_TEXTO EXIBIDO_.
^^^^^^^^^^^^^^^^

Durante este ano, os Evangelhos
dos Domingos Comuns são tirados do Evangelho de Marcos. Também, no mês da Bíblia, o tema proposto
para o nosso aprofundamento é “Discipulado e Missionariedade no Evangelho de
Marcos”. Por isso, convém que tenhamos
uma visão geral sobre esse Evangelho.
Autor e Local:
Tradicionalmente
se atribui essa obra a João Marcos, primo de Barnabé (Cl, 4,10) e filho de Maria,
uma das líderes da comunidade de Jerusalém (At, 12). Acompanhou Paulo e Barnabé
no início das suas viagens, mas separou-se deles (At 13, 4-4.13), embora o encontremos
de novo junto a Paulo, quando este está na prisão (Cl 4, 10; Fm 14).
Marcos foi o primeiro dos quatro
Evangelistas a escrever, provavelmente ao redor do ano 70, ou em Roma, ou na
Galiléia – não há consenso entre os estudiosos.
Tem o grande mérito de ter escolhido o termo “Evangelho” para a sua obra
(Mc 1,1), e assim nos dá uma dica importante sobre a nossa maneira de ler e refletir
sobre o escrito. Pois o termo, que vem
do grego, quer dizer “Boa Notícia”. No tempo de Marcos era um termo bastante
usado pelo Império Romano, muitas vezes para anunciar o nascimento de um filho
do Imperador – pois o Império queria reforçar a idéia que o Imperador era bondoso,
protetor do povo, fiador da paz e até Salvador e Senhor. Quando Marcos escolhe esse termo, ele está,
contestando todo a base ideológica do Império opressor, pois afirma que ele vai
contar “A Boa Notícia (Evangelho) de Jesus, o Messias, o Filho de Deus!” A Boa Nova não vem de um império explorador
do povo, nem de César, mas de Deus, através de Jesus, que mostra presente o
Reino de Deus no meio do povo sofrido.

^^^^^^^^^^^^^^^^

_OBJETIVO_.
No texto sobre o Evangelho de Marcos, o que significa o termo grego "Evangelho"?

^^^^^^^^^^^^^^^^

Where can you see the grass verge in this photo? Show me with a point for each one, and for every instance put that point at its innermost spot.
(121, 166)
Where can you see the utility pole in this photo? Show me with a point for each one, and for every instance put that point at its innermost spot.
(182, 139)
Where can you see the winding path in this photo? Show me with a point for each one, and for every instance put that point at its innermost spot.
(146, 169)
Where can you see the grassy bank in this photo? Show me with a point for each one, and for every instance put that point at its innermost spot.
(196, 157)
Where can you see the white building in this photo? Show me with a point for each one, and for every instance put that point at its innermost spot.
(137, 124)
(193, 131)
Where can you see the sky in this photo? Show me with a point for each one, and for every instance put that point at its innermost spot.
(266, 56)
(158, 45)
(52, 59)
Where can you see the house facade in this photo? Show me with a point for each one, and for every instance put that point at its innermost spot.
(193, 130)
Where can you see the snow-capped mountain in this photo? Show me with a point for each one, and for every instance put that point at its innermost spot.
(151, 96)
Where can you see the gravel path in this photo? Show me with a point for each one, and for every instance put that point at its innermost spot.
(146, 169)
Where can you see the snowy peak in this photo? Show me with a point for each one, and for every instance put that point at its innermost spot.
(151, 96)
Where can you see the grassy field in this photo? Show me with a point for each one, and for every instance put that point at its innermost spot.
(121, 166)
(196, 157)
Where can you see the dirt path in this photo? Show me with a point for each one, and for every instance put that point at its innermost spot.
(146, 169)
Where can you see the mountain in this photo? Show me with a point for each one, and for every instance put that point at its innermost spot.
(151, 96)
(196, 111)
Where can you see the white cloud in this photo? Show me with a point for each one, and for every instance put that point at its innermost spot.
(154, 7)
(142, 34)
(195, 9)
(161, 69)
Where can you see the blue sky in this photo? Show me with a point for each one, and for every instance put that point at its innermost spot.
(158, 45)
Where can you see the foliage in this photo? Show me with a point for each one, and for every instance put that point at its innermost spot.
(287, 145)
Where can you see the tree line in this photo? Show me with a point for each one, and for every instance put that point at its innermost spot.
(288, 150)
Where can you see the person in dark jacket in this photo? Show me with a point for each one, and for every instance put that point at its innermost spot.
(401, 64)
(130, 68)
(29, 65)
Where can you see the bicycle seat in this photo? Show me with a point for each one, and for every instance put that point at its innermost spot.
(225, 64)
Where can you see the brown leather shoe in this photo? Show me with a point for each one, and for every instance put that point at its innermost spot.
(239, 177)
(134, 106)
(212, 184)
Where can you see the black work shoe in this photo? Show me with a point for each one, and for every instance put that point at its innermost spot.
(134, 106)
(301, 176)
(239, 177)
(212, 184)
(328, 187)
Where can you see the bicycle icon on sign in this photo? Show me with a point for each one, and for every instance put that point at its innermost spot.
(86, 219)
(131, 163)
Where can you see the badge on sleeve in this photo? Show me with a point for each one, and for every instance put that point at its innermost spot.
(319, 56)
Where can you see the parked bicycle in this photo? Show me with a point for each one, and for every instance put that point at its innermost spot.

^^^^^^^^^^^^^^^^

_TAREFA CONCLUÍDA_.
Significa "Boa Notícia".